### Direction
Which lines in the collected data entries contain the word "picket"? Select each one and copy it out in full.

### Collected data entries
——————————

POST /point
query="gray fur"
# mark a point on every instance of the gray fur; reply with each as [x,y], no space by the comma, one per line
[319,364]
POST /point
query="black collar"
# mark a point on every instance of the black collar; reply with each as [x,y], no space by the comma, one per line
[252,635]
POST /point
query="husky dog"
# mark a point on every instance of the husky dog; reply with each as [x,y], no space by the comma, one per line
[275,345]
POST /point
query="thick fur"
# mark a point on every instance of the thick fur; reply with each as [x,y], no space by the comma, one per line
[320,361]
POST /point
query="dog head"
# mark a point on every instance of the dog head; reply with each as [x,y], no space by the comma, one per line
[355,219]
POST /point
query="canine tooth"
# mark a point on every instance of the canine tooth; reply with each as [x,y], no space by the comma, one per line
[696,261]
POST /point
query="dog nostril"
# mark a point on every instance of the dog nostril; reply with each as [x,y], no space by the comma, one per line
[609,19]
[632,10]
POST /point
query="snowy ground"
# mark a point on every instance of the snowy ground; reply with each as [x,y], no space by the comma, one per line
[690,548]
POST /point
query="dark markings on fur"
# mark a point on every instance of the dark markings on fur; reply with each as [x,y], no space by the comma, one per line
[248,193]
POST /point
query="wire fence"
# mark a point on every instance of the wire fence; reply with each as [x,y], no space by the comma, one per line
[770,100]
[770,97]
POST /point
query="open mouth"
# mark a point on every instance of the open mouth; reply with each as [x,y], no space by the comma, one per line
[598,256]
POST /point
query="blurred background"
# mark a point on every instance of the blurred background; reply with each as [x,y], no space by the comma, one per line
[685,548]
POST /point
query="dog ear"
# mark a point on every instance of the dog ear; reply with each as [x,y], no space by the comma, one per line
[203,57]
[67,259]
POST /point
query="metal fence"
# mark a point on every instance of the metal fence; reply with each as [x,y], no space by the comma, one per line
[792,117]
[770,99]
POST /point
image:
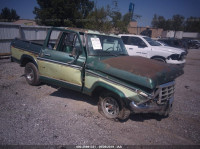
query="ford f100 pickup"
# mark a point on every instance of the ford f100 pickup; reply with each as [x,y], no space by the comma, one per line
[98,65]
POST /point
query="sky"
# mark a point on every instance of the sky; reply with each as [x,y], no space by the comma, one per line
[145,8]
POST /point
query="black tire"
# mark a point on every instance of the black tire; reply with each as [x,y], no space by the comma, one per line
[159,59]
[31,74]
[111,107]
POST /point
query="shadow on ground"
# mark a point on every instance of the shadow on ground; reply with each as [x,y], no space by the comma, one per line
[67,93]
[73,95]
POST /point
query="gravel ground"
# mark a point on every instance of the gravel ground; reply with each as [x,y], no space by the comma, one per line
[47,115]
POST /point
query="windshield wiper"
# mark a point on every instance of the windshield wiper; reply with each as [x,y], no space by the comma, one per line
[110,53]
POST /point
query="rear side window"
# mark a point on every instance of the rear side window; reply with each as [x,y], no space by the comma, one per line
[135,41]
[125,39]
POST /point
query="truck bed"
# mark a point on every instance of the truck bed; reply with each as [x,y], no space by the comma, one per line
[26,45]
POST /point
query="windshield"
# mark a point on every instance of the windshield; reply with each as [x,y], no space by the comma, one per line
[152,42]
[105,45]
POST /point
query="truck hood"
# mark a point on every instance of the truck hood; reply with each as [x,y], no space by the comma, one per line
[168,49]
[137,70]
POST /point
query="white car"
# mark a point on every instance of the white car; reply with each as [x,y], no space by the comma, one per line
[138,45]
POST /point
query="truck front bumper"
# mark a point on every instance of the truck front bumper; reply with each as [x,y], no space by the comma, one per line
[163,109]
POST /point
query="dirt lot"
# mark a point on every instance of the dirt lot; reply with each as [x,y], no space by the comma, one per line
[48,115]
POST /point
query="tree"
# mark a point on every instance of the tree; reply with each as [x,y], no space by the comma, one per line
[63,12]
[192,24]
[8,15]
[154,21]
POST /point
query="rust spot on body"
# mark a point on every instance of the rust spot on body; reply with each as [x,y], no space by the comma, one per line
[138,65]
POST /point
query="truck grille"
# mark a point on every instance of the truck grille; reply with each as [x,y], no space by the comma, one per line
[165,92]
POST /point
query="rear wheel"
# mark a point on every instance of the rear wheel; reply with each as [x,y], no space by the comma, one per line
[111,107]
[31,74]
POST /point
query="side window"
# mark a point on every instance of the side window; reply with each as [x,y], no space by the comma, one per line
[136,41]
[125,39]
[54,39]
[66,42]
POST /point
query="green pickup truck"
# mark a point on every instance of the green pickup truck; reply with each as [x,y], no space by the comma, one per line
[98,65]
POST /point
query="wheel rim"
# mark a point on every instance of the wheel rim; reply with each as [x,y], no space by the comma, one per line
[110,107]
[29,74]
[159,59]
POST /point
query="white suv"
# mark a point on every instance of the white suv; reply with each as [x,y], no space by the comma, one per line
[137,45]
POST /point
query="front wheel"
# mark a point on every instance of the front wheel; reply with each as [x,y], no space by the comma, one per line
[159,59]
[31,74]
[111,107]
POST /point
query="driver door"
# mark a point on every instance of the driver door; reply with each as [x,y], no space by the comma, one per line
[61,63]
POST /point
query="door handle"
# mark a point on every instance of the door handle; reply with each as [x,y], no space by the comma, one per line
[46,54]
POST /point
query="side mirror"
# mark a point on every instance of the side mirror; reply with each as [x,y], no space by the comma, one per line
[141,45]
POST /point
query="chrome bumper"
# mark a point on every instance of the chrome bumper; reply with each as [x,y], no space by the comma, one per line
[152,108]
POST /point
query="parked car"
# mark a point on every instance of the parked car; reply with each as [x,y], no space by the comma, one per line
[177,43]
[138,45]
[194,44]
[97,64]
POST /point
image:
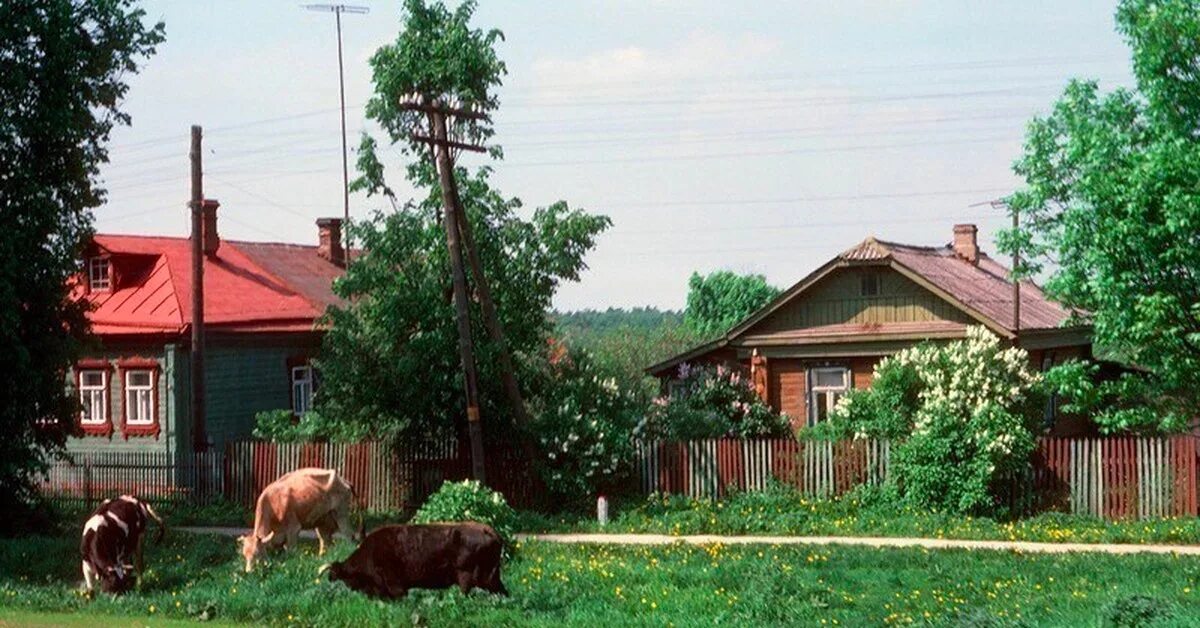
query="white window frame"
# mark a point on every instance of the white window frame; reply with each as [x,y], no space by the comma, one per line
[94,396]
[301,389]
[137,394]
[832,393]
[99,277]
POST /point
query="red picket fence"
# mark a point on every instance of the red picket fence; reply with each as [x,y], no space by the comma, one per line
[1122,477]
[385,478]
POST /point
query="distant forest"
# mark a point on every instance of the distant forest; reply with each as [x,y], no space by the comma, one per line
[587,322]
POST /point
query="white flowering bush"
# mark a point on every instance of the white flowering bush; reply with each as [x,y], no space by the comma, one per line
[471,501]
[712,402]
[585,424]
[958,414]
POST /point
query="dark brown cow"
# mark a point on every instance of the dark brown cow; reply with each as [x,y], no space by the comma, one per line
[112,543]
[394,558]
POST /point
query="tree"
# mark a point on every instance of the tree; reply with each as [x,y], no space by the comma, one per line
[1111,208]
[60,91]
[960,416]
[390,359]
[721,299]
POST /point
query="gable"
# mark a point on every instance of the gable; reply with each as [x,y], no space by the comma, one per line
[838,298]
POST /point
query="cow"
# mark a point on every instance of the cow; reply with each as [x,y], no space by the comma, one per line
[112,537]
[394,558]
[305,498]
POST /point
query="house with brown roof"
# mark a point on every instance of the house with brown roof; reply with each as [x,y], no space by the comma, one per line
[823,335]
[262,309]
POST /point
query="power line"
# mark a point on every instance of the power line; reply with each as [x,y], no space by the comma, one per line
[874,196]
[753,154]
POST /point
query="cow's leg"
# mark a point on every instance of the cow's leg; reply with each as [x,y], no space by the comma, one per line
[324,532]
[466,580]
[492,581]
[138,564]
[390,587]
[89,576]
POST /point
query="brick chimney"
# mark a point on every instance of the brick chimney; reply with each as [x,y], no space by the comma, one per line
[965,244]
[330,240]
[211,239]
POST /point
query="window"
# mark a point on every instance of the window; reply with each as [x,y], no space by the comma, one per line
[97,274]
[139,407]
[301,389]
[93,393]
[870,283]
[826,387]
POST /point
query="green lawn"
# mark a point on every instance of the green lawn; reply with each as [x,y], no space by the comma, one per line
[783,512]
[198,578]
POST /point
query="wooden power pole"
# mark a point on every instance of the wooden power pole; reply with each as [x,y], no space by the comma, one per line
[199,434]
[461,243]
[1017,282]
[459,277]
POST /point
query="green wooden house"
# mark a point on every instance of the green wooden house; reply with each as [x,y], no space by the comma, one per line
[825,335]
[262,306]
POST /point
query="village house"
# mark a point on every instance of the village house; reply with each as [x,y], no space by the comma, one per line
[823,335]
[262,304]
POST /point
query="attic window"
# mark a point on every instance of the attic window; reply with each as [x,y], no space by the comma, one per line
[870,283]
[97,274]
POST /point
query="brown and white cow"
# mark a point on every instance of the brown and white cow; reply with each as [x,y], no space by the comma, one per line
[395,558]
[113,537]
[306,498]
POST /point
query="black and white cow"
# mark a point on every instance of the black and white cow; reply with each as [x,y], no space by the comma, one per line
[112,538]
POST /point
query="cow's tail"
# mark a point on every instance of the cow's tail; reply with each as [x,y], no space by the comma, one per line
[151,514]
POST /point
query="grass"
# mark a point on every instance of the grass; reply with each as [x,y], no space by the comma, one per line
[197,578]
[780,510]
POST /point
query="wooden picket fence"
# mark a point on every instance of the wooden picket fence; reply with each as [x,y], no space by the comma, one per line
[1114,477]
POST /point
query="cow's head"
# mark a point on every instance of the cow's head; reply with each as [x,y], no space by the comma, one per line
[117,579]
[251,546]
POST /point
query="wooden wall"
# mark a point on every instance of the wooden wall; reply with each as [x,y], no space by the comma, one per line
[838,299]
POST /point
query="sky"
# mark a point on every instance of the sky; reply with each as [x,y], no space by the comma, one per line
[759,137]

——————————

### Exercise answer
query="red picket fence"
# mark a point on every instance of the red picket fence; reply with each as [x,y], no space by the comma, one per line
query="wooden picket fence"
# mark a point on every instance of the wooden picket fence; reply with each as [x,y], no space by the comma, one per line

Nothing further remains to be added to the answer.